Position annotation records:
++++++

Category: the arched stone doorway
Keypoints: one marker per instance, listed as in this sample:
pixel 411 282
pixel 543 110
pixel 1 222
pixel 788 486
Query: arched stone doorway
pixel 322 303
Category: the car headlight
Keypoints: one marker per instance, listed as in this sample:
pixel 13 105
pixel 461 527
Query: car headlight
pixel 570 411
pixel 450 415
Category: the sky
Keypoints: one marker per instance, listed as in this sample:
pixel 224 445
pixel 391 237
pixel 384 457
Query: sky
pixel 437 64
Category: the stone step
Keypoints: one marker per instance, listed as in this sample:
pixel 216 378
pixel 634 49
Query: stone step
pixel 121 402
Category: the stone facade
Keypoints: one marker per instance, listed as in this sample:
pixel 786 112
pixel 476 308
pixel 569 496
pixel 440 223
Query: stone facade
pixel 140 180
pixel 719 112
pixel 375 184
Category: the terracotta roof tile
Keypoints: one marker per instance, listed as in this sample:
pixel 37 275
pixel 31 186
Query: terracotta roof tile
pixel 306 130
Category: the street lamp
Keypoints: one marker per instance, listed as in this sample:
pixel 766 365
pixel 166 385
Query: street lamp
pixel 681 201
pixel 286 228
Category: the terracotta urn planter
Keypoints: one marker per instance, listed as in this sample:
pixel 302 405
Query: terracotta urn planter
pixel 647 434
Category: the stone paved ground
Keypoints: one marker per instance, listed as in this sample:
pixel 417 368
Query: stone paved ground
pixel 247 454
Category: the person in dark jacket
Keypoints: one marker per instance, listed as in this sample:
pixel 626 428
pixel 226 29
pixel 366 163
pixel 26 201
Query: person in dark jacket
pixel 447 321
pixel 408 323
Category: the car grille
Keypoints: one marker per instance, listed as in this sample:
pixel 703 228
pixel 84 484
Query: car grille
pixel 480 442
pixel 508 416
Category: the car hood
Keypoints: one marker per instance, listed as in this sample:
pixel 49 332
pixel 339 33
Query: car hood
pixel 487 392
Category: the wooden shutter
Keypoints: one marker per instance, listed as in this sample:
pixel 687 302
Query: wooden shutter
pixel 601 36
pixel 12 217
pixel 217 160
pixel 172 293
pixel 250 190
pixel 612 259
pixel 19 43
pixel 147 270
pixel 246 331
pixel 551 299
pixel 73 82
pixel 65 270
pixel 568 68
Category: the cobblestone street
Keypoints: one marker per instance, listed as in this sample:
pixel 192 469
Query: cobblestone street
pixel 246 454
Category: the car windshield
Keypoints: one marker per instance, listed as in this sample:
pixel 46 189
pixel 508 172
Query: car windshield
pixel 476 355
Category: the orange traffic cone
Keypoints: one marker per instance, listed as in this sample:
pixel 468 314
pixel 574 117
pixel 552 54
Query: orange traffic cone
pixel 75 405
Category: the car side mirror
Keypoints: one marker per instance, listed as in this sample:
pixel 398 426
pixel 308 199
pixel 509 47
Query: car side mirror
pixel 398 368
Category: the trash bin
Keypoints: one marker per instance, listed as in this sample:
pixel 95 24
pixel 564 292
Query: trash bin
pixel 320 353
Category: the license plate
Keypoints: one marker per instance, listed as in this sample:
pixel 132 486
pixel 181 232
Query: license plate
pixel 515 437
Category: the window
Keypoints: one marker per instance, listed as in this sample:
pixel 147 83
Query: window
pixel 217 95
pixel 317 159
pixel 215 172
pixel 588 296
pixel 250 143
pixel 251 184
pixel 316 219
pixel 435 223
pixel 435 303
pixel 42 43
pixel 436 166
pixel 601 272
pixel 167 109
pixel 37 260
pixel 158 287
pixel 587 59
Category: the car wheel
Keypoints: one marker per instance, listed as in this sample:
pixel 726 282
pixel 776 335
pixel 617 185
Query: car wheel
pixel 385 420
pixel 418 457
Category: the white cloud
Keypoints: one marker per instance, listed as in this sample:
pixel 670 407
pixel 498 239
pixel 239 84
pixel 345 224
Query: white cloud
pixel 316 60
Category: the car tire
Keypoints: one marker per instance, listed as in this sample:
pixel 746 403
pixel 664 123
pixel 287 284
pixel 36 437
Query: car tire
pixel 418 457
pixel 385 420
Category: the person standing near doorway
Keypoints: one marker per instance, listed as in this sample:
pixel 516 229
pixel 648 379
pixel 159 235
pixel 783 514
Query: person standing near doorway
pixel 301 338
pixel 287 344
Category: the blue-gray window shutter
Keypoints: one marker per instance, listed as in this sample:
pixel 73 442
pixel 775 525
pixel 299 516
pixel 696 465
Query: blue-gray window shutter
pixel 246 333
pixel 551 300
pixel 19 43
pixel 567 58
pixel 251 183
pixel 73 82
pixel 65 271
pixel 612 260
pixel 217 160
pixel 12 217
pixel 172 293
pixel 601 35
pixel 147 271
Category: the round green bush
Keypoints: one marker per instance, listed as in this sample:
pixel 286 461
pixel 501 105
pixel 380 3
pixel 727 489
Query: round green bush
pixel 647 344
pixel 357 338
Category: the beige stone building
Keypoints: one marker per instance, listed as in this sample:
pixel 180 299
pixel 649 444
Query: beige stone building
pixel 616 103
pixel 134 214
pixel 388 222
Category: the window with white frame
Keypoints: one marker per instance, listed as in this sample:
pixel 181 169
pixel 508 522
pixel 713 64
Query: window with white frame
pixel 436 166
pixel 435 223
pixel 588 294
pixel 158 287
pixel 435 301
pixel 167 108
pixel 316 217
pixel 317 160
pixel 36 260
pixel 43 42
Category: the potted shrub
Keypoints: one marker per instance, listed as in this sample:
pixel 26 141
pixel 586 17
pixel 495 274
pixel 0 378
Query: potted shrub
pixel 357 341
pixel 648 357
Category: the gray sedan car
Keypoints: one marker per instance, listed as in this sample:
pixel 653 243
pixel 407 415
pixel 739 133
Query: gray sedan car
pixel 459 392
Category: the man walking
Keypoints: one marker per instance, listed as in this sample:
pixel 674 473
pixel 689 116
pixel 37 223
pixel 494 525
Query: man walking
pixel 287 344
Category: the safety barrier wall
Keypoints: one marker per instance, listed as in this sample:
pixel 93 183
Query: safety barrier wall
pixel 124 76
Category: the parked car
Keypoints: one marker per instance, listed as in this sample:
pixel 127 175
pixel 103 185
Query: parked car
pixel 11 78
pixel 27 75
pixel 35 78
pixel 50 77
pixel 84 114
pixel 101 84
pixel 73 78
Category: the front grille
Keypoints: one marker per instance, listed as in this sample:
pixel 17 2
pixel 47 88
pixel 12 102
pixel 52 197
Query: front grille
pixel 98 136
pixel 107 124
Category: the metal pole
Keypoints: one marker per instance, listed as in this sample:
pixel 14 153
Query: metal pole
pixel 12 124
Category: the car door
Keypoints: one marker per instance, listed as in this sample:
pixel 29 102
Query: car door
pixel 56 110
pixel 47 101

++++++

What is expected »
Duplicate all of these records line by line, with no changes.

Solved problem »
Category: the arched stone doorway
Keypoints: one marker per instance, listed as in this sample:
pixel 411 282
pixel 543 110
pixel 1 222
pixel 788 486
Query: arched stone doorway
pixel 322 303
Category: the car headlight
Keypoints: one marker per instance, listed as in this sample:
pixel 13 105
pixel 461 527
Query: car headlight
pixel 570 411
pixel 450 415
Category: the sky
Keypoints: one marker per instance, listed as in this sample:
pixel 224 445
pixel 391 237
pixel 384 457
Query: sky
pixel 437 64
Category: the stone step
Keypoints: one marker per instance, listed as in this sample:
pixel 216 378
pixel 634 49
Query: stone step
pixel 121 402
Category: the stone facade
Keypoints: one marker per instance, listed as in this sample:
pixel 786 112
pixel 476 308
pixel 569 496
pixel 440 223
Query: stone facade
pixel 140 180
pixel 719 112
pixel 375 184
Category: the terracotta roof tile
Keypoints: one marker per instance, listed as in this sample:
pixel 37 275
pixel 31 186
Query: terracotta roof tile
pixel 306 130
Category: the street lamp
Keypoints: one marker per instance, listed as in this sample:
pixel 766 365
pixel 166 385
Query: street lamp
pixel 681 201
pixel 286 228
Category: the terracotta urn planter
Keypoints: one marker per instance, listed as in this sample:
pixel 302 405
Query: terracotta urn planter
pixel 647 434
Category: the stone paved ground
Keypoints: one marker per instance, listed as in this sample:
pixel 417 368
Query: stone paved ground
pixel 247 454
Category: the person in dark jacket
Keypoints: one marker per instance, listed as in this sample:
pixel 626 428
pixel 226 29
pixel 366 163
pixel 26 201
Query: person in dark jacket
pixel 447 321
pixel 408 323
Category: the car grille
Keypoints: one marker per instance, listed as in this sample:
pixel 703 228
pixel 84 484
Query: car grille
pixel 480 442
pixel 508 416
Category: the car hood
Keypoints: one marker per instance, listed as in this sample:
pixel 49 332
pixel 339 33
Query: car hood
pixel 487 392
Category: the wooden shutter
Keypoints: one marker per instance, listed as in this sample:
pixel 687 302
Query: wooden shutter
pixel 601 36
pixel 12 217
pixel 217 160
pixel 172 293
pixel 250 190
pixel 612 259
pixel 19 43
pixel 147 270
pixel 246 331
pixel 551 299
pixel 73 82
pixel 65 270
pixel 568 68
Category: the cobblestone street
Keypoints: one marker per instance, listed as in this sample:
pixel 192 469
Query: cobblestone street
pixel 246 454
Category: the car windshield
Keypoints: one marker per instance, listed as in this sample:
pixel 46 189
pixel 508 172
Query: car windshield
pixel 476 355
Category: the orange traffic cone
Keypoints: one marker per instance, listed as in this sample:
pixel 468 314
pixel 574 117
pixel 552 54
Query: orange traffic cone
pixel 75 405
Category: the car side mirror
Keypoints: one marker per instance, listed as in this sample:
pixel 398 426
pixel 308 199
pixel 509 47
Query: car side mirror
pixel 398 368
Category: the trash bin
Keypoints: one marker per instance, listed as in this sample:
pixel 95 24
pixel 564 292
Query: trash bin
pixel 320 353
Category: the license plate
Keypoints: one marker per instance, listed as in this sample:
pixel 132 486
pixel 181 232
Query: license plate
pixel 515 437
Category: the window
Keypoints: one marker per instance, listed as in this sample:
pixel 147 83
Query: window
pixel 217 95
pixel 317 159
pixel 215 172
pixel 588 296
pixel 250 143
pixel 251 184
pixel 316 219
pixel 435 223
pixel 435 303
pixel 42 43
pixel 436 166
pixel 601 272
pixel 167 109
pixel 37 260
pixel 158 287
pixel 587 59
Category: the car wheel
Keypoints: one marker per instance, listed as in this sample:
pixel 726 282
pixel 776 335
pixel 617 185
Query: car wheel
pixel 385 420
pixel 418 457
Category: the white cloud
Keypoints: one marker per instance, listed as in this sample:
pixel 670 407
pixel 498 239
pixel 239 84
pixel 345 224
Query: white cloud
pixel 316 60
Category: the car tire
Keypoints: one marker per instance, listed as in this sample:
pixel 746 403
pixel 664 123
pixel 287 284
pixel 36 437
Query: car tire
pixel 418 457
pixel 385 420
Category: the person standing near doorway
Keypoints: one marker per instance, listed as in this sample:
pixel 516 229
pixel 648 379
pixel 159 235
pixel 783 514
Query: person standing near doorway
pixel 301 338
pixel 287 344
Category: the blue-gray window shutter
Keypoints: one marker per instance, listed as in this sample:
pixel 73 442
pixel 775 525
pixel 299 516
pixel 696 465
Query: blue-gray window shutter
pixel 246 333
pixel 551 300
pixel 19 43
pixel 567 58
pixel 251 183
pixel 73 82
pixel 65 271
pixel 612 260
pixel 217 160
pixel 12 217
pixel 172 293
pixel 601 35
pixel 147 271
Category: the round green bush
Keypoints: one marker per instance, listed as in this sample:
pixel 286 461
pixel 501 105
pixel 380 3
pixel 727 489
Query: round green bush
pixel 647 344
pixel 357 338
Category: the beige stone building
Keypoints: one marker per instance, listed as in this sample:
pixel 180 299
pixel 649 444
Query: beige stone building
pixel 616 103
pixel 134 214
pixel 388 222
Category: the window with white frame
Keypoints: one marker per instance, listed as in this sample:
pixel 181 169
pixel 508 522
pixel 713 64
Query: window with white frame
pixel 436 166
pixel 435 223
pixel 588 294
pixel 158 287
pixel 435 301
pixel 167 108
pixel 316 217
pixel 317 160
pixel 36 260
pixel 43 42
Category: the potted shrub
Keypoints: one marker per instance, listed as in this sample:
pixel 26 141
pixel 586 17
pixel 495 274
pixel 0 378
Query: potted shrub
pixel 357 341
pixel 648 357
Category: the gray sedan car
Keypoints: one marker per instance, listed as in this sample:
pixel 653 243
pixel 407 415
pixel 739 133
Query: gray sedan car
pixel 459 392
Category: the man walking
Keypoints: one marker per instance, listed as in this sample:
pixel 674 473
pixel 689 116
pixel 37 223
pixel 494 525
Query: man walking
pixel 287 344
Category: the safety barrier wall
Keypoints: one marker per instance, listed as in this sample:
pixel 93 183
Query: safety barrier wall
pixel 124 76
Category: the parked car
Keypoints: one marker per instance, listed as in this sample:
pixel 127 175
pixel 103 185
Query: parked car
pixel 11 78
pixel 27 75
pixel 35 78
pixel 50 77
pixel 84 114
pixel 101 84
pixel 73 78
Category: the front grille
Keypoints: one marker per instance, listed as in this sample:
pixel 17 2
pixel 47 88
pixel 12 102
pixel 52 197
Query: front grille
pixel 98 136
pixel 107 124
Category: the metal pole
Keypoints: one marker per instance, listed as in this sample:
pixel 14 153
Query: metal pole
pixel 12 124
Category: the car door
Keypoints: one marker per instance, listed as in this sample:
pixel 29 102
Query: car door
pixel 56 110
pixel 47 101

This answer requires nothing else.